**Problems**
A - Copy out the stretch of the text on business organizations from "-- We group" through "the modern state.".
B - Write the next part of the text on business organizations, starting right after its final line.

**Text**
* * * * * * * * *

BUSINESS ORGANIZATIONS

Introduction to Business Organizations

A business organization typically consists of 2 or more people who work together for a common business purpose and who share the risks and rewards for their efforts. However, a business organization may be only one person (e.g., sole proprietorship). Members may be owners, employees, and/or investors.

-- A business organization is a set of contracts between the owners, executives, creditors, and employees. This set of contracts is often called a “firm” or business organization.

-- Bus orgs are formed for a business purpose, are intended to be profitable, and are financed by investors who expect to make money by sharing in the company’s profits.

-- We group companies by size according to revenues earned, number of employees, or value of assets owned.

-- The Large Enterprise

The rise of the modern corp. has brought a concentration of economic power that can compete on equal terms with the modern state.

The vast, world wide scope of operations of some large enterprises is reportedly causing their executives to consider replacing hierarchical organizational structures with a consensual approach to management (e.g., co-CEOs).

Socially responsible investing has also grown.

Many companies have merged.

-- The Small and Medium Sized Business

Most US companies are small, whether measured by receipts, assets, or employees. 80% of all corporations have business receipts under a million dollars per year. Small companies also employ most US workers.

-- Changing Demographics of the Work Force

2 important changes: shift in the structure of the employment market and the change in the roles played by women and minorities

The demand for highly skilled and highly educated workers has surged.

Growth in industry temporary workers signals a shift of the employment market. The number of temp workers has doubled since 1991.

Since 1982, the number of firms owned by women and minorities has increased dramatically. Obtaining financing for women and minority-owned is difficult. Women-owned companies offer more benefits such as health-care, child care, etc; typically more worker-friendly.

-- Other perspectives of business organizations include accounting views and an economics perspective.

* * * * * * * * *

**Extracted material**
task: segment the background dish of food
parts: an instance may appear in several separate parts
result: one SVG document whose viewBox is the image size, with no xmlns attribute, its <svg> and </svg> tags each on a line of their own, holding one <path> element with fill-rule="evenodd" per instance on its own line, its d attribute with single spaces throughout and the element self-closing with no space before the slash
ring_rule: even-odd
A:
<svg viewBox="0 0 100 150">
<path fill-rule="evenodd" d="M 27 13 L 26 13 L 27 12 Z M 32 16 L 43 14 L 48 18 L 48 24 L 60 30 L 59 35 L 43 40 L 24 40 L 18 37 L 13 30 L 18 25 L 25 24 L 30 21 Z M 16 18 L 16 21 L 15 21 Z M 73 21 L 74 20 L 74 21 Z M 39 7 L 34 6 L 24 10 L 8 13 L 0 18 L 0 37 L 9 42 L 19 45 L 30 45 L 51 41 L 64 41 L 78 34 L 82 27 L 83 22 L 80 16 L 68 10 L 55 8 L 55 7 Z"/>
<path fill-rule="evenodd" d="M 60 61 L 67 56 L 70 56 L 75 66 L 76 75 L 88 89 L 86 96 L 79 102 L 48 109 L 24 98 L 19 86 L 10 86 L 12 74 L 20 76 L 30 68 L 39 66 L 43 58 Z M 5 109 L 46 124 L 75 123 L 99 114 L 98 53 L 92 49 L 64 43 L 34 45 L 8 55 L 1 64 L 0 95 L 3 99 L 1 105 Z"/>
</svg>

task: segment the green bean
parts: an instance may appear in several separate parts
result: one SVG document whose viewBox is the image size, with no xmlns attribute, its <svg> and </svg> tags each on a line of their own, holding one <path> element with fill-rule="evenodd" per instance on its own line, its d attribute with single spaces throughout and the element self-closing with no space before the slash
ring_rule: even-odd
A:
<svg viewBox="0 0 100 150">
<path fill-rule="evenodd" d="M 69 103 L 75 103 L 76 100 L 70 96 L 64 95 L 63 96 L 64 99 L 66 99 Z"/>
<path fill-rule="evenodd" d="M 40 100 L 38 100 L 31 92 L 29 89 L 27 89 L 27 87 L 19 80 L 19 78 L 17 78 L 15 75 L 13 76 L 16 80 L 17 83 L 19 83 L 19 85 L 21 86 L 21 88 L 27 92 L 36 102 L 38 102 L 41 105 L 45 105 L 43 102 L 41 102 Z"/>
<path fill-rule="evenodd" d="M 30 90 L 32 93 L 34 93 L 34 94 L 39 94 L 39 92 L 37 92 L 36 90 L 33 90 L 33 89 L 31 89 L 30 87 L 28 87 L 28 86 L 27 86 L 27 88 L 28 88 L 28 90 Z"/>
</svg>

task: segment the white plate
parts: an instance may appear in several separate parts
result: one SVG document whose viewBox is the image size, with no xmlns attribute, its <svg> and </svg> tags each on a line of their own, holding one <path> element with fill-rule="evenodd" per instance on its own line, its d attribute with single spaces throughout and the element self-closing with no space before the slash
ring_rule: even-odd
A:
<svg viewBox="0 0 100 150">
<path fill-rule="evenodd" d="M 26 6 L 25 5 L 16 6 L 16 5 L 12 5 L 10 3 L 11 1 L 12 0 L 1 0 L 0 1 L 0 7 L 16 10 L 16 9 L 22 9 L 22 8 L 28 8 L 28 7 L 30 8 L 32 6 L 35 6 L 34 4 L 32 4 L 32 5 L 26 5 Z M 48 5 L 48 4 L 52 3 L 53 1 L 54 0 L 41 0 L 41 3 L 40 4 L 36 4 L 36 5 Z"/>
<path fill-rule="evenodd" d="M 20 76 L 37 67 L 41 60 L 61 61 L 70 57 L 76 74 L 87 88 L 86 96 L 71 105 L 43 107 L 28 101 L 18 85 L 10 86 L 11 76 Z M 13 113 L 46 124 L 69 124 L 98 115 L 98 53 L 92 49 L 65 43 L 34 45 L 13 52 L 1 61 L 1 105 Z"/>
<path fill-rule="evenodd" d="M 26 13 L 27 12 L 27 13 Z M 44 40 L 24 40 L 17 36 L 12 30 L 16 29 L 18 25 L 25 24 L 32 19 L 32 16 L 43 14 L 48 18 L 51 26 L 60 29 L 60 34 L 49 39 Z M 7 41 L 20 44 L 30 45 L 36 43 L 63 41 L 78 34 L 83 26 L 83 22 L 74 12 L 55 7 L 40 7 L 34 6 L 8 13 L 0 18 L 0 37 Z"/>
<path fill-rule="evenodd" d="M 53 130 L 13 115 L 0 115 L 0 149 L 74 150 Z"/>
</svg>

* * * * * * * * *

**Answers by task**
A -
-- We group companies by size according to revenues earned, number of employees, or value of assets owned.

-- The Large Enterprise

The rise of the modern corp. has brought a concentration of economic power that can compete on equal terms with the modern state.

B -
Distinguishing Features of Business Law Practice

-- Appx C, Model Rule 1.2. Scope of Representation

-- Business lawyers work as planners, viewing transactions prospectively; they take the law as a given and the basis for structuring transactions; plan through the eyes of a court viewing the transaction retrospectively with the knowledge of the parties.

-- Drafting is a very important skill—care, precision, and elegant use of language; avoid ambiguity by drafting around it;

-- The mind set of the business lawyer is to find a way to accomplish what the client basically wants, even if that means telling him no to get to the real unspoken goal.

-- Usually involved in the accomplishment of business transactions about which they give advice and draft documents.

-- Usually the main contact with a business client

-- Must know enough about other specialties to decide whether the client has a legal problem and if the client does have a legal problem, what other lawyer should get involved.

-- Conservative in risk-taking

-- Collegial rather than adversarial relationship with other business lawyers due to the desire to make smooth transactions.

-- Business law practice is often intertwined with the practice of securities law; every business lawyer must be an expert in securities law.

-- Must see potential problem of conflicts of interest of agent and company and handle the conflict without violating ethical obligations and damaging the lawyer’s relationship with the company.

-- Public service

Ch. 1 Sole Proprietorships and Agency Principles

-- 11 Different Business Organization Forms

- sole proprietorship

- general partnership

- limited liability partnership

- limited partnership

- partnership association

- general corporation

- closely held corporation

- limited liability company

- business trust

- unincorporated association (e.g., a joint stock company or a professional corporation)

- multinational corporation

We will study 4 of these in depth

Partnership associations and joint stock companies, among others, have limited appeal.

Publicly held companies with shares traded on a securities exchange are commonly general corps but can be limited partnerships.

Proprietary or privately held companies use a variety of established forms, including sole proprietorships, general partnerships, limited partnerships, general cops, closely held corps, and professional corps.

Professional corps were developed for use by members of a licensed profession, such as doctors and lawyers.

Each type of bus org except the sole proprietorship is governed by state statutes which definite the management and investment structure of the enterprise and control both the company’s internal affairs and some of the consequences of the company’s interactions with third parties.

-- Investors

Some use real, personal, or IP to acquire an interest in a company, while others contribute human capital in the forms of services

Some entrepreneurs plan to be active managers of the firm’s day to day business operations while others have no interest in management and seek only a satisfactory return on their investments (passive investors).

Lender’s rights and obligations are defined in a K with the borrower. In contrast, state law defines the basic relationship between a company and its owners; however, these may be modified by K.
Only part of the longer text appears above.